- Exercise aim
Pull out everything from the start of the items below down to the line that contains "[144,474,272,805]", with that line included, and copy it word for word.

= = =

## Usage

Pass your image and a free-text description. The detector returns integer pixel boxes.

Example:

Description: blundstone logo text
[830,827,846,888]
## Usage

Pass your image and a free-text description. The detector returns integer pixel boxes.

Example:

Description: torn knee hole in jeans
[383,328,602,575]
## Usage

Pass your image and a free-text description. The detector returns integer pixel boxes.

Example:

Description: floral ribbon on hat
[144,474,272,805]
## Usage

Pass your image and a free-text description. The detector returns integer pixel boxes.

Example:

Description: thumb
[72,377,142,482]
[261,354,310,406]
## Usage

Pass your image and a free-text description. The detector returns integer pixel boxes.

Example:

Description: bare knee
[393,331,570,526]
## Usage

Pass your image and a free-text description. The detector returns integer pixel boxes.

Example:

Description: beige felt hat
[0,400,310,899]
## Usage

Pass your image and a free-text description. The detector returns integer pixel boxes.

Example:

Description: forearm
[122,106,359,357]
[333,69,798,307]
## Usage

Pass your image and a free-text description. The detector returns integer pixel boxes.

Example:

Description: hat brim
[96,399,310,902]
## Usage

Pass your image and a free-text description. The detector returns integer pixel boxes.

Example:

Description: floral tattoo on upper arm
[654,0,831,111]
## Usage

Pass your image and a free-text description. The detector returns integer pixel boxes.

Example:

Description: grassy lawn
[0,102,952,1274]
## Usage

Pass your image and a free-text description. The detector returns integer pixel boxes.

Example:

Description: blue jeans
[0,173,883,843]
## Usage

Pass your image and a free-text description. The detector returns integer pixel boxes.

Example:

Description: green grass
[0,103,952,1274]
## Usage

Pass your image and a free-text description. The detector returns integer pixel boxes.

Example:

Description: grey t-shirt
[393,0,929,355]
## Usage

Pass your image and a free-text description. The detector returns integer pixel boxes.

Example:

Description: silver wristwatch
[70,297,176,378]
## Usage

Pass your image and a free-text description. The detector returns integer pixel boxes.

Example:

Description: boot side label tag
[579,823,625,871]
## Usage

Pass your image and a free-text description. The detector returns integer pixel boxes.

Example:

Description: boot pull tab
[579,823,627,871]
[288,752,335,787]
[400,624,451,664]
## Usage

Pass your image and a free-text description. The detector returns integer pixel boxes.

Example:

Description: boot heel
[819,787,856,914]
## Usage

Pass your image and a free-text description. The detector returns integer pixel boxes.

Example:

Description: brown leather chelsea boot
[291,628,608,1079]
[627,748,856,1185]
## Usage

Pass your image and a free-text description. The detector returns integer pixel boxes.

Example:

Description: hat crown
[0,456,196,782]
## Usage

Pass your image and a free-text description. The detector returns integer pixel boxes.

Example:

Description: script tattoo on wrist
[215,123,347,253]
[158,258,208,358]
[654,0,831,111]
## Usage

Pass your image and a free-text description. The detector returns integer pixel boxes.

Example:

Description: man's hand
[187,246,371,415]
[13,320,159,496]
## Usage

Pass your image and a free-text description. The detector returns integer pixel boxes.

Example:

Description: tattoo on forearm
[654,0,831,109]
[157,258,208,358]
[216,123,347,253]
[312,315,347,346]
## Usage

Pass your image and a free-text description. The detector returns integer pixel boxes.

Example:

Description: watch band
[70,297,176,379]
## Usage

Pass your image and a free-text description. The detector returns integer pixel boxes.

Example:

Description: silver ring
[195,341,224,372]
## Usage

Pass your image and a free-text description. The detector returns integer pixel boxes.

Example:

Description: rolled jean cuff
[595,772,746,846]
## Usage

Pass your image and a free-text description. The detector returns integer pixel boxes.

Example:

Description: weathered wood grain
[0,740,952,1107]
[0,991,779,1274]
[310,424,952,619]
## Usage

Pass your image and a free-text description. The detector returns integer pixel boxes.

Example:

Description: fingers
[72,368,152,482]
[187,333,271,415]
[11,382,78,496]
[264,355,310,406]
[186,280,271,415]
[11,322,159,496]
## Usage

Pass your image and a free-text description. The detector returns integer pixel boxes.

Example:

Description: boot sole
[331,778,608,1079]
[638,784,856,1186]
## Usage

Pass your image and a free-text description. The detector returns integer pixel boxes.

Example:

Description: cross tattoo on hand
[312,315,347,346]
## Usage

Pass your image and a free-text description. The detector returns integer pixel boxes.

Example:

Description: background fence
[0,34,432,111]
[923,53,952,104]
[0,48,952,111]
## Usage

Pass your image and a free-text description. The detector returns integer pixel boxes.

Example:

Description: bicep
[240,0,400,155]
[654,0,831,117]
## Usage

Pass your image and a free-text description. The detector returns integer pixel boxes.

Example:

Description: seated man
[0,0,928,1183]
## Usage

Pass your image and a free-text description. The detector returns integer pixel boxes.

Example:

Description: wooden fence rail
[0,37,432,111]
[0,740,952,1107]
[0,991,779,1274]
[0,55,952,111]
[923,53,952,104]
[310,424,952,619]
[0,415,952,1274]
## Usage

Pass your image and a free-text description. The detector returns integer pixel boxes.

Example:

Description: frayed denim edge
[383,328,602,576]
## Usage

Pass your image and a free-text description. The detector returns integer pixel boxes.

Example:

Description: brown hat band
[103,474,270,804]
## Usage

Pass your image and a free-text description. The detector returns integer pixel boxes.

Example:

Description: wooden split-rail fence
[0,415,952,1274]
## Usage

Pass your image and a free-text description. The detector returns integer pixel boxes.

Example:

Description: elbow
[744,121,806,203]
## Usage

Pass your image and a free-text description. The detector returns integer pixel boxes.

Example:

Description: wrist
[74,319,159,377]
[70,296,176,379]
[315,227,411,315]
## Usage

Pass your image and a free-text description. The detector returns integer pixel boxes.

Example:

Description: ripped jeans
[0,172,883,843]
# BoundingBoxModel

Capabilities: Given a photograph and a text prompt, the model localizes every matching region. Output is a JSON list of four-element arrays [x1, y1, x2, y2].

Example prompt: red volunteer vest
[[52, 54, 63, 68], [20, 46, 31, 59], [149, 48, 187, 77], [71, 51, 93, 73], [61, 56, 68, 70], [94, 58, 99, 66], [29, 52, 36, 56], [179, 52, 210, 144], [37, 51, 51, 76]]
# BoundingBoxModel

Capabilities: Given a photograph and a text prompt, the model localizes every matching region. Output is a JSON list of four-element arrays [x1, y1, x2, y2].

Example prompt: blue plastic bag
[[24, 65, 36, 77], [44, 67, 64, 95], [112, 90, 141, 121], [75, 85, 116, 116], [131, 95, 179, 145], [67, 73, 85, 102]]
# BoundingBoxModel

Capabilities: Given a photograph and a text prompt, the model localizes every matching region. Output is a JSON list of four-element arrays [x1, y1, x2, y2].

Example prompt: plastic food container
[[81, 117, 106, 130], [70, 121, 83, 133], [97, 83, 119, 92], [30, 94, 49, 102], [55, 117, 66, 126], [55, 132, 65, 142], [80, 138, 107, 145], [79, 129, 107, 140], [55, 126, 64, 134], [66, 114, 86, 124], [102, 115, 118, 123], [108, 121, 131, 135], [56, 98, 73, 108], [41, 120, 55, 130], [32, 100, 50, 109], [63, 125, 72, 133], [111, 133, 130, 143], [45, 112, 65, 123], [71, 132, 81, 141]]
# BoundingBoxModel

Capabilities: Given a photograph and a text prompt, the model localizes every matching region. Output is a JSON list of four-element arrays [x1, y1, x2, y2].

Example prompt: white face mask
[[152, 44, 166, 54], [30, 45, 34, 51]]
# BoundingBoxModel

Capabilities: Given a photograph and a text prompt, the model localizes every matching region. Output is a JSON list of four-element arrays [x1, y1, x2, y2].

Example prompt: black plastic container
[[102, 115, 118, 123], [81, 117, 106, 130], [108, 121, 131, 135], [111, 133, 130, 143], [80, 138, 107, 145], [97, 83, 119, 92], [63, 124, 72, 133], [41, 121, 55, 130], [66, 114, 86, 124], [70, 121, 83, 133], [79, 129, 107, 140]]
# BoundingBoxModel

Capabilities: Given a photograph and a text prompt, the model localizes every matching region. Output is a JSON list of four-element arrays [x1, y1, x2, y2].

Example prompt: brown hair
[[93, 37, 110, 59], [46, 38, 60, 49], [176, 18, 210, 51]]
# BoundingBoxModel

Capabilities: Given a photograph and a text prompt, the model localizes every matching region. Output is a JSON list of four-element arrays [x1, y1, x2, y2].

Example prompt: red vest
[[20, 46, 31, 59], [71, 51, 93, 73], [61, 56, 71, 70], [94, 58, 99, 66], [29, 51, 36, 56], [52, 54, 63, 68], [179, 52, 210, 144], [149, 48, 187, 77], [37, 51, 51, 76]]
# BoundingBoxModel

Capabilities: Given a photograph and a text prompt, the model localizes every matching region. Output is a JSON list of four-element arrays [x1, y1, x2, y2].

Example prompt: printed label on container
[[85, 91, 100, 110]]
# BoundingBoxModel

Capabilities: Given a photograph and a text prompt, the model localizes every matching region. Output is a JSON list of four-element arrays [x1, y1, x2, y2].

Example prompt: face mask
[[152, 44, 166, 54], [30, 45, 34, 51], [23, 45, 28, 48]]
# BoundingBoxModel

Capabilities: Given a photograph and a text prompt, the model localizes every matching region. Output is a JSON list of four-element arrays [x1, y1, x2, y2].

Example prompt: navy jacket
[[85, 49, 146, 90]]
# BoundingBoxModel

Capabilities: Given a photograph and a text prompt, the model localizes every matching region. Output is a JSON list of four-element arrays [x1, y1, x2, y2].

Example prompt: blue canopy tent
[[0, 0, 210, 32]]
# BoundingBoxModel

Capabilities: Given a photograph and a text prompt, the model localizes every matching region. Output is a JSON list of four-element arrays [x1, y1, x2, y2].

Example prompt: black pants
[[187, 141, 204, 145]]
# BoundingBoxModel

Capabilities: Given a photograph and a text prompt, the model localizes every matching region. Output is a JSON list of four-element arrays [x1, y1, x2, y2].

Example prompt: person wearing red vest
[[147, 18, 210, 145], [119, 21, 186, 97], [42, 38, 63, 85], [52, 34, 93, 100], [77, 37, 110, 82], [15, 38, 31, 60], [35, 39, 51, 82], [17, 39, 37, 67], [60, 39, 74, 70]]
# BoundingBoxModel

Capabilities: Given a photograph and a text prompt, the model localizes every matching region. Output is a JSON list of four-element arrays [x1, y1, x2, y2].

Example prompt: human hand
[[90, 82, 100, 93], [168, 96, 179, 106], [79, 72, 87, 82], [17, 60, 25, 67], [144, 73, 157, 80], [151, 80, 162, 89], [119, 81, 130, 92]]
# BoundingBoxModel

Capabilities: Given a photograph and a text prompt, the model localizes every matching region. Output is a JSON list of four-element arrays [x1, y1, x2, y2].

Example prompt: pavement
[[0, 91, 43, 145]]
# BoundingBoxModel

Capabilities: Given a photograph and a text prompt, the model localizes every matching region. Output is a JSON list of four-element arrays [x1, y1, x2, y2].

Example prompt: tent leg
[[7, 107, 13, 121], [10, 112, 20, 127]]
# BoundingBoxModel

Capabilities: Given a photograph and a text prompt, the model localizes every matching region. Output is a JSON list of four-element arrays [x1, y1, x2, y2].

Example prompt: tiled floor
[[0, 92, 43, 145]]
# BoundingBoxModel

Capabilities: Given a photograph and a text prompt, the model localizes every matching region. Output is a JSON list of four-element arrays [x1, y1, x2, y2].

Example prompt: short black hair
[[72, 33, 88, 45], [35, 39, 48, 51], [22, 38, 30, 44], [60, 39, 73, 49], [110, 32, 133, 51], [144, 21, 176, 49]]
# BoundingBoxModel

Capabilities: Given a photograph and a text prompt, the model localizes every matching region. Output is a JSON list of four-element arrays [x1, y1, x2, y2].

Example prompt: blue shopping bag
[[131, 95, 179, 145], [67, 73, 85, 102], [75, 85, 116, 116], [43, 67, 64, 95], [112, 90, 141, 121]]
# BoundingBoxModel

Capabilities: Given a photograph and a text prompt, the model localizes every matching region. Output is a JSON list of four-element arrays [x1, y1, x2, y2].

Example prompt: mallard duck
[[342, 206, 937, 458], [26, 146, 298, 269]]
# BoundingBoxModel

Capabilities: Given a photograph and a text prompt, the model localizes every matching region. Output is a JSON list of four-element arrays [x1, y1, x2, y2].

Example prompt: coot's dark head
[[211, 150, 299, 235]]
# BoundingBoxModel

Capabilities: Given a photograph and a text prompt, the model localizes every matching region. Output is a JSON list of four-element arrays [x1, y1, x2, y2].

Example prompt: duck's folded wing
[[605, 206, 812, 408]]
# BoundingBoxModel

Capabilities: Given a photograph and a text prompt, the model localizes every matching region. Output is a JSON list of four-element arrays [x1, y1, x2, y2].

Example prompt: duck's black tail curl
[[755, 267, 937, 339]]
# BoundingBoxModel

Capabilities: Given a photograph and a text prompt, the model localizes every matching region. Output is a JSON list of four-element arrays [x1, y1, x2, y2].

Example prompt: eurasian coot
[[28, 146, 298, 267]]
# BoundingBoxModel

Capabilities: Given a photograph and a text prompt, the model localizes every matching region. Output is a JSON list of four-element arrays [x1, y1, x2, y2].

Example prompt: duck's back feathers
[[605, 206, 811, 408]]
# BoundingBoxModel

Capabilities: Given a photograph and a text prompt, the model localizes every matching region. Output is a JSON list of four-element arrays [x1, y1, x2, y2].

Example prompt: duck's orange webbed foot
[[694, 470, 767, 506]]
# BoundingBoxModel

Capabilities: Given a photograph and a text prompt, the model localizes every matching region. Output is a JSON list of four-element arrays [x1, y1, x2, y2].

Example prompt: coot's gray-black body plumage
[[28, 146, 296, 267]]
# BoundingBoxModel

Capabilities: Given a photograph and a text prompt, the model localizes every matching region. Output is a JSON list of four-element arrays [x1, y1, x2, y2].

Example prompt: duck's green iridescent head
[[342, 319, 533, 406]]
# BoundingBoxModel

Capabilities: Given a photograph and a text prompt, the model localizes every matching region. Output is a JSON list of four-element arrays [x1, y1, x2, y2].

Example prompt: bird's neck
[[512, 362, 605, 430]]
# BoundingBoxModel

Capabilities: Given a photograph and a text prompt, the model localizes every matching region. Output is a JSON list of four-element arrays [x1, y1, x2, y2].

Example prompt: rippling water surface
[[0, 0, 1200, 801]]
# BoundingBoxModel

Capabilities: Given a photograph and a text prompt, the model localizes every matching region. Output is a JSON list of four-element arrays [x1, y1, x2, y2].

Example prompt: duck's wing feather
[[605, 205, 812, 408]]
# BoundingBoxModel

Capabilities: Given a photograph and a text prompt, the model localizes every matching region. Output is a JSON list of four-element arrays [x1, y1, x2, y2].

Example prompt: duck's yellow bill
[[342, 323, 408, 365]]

= = =

- Exercise result
## Usage

Pass your image and a free-text description. The detector returns integer pixel boxes.

Example:

Description: blundstone logo text
[830,827,846,888]
## Usage

Pass your image and a free-text description. The detector returns integer pixel boxes.

Example:

Description: torn knee hole in jeans
[383,328,602,575]
## Usage

Pass your image and a free-text description. The detector returns integer pixel boxes.

Example:

Description: floral ribbon on hat
[144,474,272,805]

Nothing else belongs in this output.